━━━ DATA SECTION

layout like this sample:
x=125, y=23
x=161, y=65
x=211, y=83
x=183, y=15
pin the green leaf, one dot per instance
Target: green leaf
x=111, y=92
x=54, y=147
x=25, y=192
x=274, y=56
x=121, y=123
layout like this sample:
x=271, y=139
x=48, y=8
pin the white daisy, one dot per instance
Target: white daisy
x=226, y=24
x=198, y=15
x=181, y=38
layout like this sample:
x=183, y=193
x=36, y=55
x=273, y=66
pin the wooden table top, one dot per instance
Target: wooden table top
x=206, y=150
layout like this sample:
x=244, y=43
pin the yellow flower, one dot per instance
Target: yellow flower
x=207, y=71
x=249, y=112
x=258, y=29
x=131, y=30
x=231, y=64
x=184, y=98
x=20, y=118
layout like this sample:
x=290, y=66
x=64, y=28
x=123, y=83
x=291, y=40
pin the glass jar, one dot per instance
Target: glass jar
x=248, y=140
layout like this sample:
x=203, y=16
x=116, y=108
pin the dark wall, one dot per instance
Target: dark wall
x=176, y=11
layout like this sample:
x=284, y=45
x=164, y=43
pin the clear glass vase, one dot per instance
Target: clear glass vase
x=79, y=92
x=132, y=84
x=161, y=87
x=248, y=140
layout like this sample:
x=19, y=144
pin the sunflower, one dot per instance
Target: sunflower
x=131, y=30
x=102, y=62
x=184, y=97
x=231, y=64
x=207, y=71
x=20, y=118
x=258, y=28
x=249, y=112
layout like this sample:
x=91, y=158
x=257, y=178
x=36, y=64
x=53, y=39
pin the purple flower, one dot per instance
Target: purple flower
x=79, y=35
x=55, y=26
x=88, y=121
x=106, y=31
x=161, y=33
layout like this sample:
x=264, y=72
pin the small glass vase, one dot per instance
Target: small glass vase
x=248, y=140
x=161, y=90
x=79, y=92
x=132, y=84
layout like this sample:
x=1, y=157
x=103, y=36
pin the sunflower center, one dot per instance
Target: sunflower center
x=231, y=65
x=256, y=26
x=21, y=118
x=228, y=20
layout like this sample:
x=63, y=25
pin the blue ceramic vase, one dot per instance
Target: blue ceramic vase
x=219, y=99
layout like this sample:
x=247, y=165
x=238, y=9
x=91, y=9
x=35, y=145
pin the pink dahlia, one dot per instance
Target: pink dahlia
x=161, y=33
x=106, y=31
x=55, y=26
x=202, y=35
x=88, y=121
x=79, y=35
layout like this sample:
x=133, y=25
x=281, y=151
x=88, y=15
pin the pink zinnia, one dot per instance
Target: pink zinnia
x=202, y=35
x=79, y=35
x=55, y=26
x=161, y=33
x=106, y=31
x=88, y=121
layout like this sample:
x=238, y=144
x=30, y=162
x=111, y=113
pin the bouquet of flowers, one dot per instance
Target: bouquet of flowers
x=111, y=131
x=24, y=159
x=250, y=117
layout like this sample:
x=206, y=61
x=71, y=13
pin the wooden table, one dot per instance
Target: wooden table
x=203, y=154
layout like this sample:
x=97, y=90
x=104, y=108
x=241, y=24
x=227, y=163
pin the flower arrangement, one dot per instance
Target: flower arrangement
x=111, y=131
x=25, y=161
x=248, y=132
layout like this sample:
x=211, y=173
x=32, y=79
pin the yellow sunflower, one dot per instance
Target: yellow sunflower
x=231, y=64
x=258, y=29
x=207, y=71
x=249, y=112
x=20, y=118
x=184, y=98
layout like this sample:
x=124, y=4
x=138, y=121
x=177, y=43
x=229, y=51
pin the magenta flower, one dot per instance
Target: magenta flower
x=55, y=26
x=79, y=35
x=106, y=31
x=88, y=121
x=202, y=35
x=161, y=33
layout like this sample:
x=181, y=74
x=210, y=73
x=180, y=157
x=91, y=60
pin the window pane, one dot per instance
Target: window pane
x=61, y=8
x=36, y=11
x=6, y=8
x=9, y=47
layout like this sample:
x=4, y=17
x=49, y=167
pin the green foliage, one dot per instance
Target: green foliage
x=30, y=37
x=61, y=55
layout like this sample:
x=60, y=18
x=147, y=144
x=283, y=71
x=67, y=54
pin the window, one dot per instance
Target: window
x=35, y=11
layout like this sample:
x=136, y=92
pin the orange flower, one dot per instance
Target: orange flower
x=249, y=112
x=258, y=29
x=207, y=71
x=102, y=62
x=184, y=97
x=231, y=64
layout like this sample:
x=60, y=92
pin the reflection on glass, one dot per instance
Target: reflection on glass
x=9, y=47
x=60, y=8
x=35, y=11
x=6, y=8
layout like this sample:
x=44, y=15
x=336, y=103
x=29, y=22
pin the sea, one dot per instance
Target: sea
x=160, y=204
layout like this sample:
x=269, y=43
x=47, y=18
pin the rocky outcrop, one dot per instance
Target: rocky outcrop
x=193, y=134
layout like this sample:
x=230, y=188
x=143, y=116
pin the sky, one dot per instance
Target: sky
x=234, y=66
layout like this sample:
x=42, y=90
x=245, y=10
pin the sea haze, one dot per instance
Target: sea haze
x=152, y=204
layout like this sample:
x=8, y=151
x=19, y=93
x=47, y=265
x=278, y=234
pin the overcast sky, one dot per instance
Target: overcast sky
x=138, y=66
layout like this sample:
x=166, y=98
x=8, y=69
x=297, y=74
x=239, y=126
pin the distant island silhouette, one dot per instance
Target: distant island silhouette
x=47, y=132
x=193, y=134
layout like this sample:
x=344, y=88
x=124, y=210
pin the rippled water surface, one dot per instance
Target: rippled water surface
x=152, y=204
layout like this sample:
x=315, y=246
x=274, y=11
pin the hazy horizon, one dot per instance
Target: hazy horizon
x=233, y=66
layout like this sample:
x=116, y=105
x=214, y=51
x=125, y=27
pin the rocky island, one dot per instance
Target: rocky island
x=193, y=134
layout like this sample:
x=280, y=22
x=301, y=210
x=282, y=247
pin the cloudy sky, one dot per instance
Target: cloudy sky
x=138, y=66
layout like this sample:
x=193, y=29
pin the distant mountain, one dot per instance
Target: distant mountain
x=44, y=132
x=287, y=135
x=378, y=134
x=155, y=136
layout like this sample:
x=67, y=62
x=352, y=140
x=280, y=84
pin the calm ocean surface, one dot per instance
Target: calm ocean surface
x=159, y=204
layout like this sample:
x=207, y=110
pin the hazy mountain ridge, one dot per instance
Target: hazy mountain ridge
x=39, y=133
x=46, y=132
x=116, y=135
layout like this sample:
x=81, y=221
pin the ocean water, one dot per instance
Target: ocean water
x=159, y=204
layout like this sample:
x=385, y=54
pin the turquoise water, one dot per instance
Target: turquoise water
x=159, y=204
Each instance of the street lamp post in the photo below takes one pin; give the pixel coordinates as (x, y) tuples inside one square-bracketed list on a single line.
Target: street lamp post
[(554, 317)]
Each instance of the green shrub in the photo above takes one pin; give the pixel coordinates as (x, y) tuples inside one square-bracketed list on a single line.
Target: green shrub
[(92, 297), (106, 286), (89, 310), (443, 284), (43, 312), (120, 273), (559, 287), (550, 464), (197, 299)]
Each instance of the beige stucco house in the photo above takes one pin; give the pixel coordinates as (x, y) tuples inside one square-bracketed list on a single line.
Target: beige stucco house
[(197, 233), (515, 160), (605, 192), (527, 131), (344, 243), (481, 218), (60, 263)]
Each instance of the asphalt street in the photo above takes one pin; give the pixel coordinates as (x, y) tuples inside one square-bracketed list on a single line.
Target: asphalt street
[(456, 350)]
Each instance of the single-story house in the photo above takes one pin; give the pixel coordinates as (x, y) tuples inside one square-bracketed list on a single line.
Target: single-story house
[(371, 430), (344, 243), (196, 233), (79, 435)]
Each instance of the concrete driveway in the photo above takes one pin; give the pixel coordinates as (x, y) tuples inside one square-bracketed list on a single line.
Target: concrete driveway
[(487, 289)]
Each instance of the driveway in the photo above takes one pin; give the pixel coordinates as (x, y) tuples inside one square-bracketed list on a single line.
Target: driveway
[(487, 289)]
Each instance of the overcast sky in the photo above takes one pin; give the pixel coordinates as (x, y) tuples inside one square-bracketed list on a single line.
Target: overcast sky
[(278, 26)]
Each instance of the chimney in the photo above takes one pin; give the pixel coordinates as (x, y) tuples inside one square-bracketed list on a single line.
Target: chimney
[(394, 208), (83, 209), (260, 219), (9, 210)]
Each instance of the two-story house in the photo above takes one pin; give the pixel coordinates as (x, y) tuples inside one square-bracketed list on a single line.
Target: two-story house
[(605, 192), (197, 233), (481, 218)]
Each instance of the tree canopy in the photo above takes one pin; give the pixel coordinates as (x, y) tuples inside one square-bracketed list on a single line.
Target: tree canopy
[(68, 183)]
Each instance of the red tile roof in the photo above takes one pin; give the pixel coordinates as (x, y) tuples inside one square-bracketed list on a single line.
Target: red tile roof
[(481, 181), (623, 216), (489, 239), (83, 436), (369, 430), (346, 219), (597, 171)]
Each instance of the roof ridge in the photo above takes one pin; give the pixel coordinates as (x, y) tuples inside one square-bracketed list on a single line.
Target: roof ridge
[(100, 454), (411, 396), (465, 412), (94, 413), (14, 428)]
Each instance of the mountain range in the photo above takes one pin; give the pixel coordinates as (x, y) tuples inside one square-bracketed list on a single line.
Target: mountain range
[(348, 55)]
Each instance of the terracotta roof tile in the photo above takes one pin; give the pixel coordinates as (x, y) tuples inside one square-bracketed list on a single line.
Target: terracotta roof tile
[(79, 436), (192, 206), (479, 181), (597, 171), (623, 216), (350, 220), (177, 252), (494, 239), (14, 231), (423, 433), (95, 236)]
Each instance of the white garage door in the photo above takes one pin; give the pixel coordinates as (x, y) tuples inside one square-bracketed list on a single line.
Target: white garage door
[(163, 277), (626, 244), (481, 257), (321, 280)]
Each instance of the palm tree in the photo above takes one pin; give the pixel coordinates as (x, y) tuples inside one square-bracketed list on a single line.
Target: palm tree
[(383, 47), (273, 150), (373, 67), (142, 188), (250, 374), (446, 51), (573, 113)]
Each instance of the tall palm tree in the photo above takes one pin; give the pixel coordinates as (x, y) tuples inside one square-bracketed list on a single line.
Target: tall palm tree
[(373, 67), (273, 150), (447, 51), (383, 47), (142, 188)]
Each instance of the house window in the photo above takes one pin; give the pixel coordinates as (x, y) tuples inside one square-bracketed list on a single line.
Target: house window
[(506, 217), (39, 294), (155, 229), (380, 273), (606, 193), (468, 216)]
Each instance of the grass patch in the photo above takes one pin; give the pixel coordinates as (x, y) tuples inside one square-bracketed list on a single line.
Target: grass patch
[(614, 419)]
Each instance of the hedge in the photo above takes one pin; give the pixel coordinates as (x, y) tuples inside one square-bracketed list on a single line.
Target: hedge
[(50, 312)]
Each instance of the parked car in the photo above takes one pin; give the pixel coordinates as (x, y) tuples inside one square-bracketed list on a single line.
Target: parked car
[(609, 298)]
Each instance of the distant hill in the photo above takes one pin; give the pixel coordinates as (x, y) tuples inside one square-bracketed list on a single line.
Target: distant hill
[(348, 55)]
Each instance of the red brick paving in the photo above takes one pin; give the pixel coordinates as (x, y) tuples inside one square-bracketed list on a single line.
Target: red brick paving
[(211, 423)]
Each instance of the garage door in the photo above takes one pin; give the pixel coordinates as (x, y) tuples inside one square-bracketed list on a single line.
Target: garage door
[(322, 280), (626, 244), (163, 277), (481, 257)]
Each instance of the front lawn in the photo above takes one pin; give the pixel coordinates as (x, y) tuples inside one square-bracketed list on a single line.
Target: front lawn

━━━━━━

◆ AIM OF THE EXERCISE: Reproduce verbatim the lines of the listing, starting at the line containing "Each instance of the mountain" and ending at the line containing "[(163, 277), (626, 244), (481, 257), (321, 280)]". Include both of those lines.

◆ COMPLETED EXERCISE:
Each instance of the mountain range in the photo above takes one pin; give the pixel coordinates as (x, y) tuples inside one square-bracketed list on a single line.
Target: mountain range
[(348, 55)]
Each instance of the terracotta roof tile in the photo above takes one pin; give the pixel coordinates as (x, y) tuples inside one square-bracketed list on a single line.
Target: terracotta roof tile
[(79, 436), (192, 206), (479, 181), (597, 171), (623, 216), (350, 220), (177, 252), (494, 239), (14, 231), (423, 433), (95, 236)]
Each instance of the white garage door in the photo above takes one pin; give the pixel coordinates as (x, y) tuples inside one square-bracketed list on a single line.
Target: white garage door
[(163, 277), (626, 244), (481, 257), (321, 280)]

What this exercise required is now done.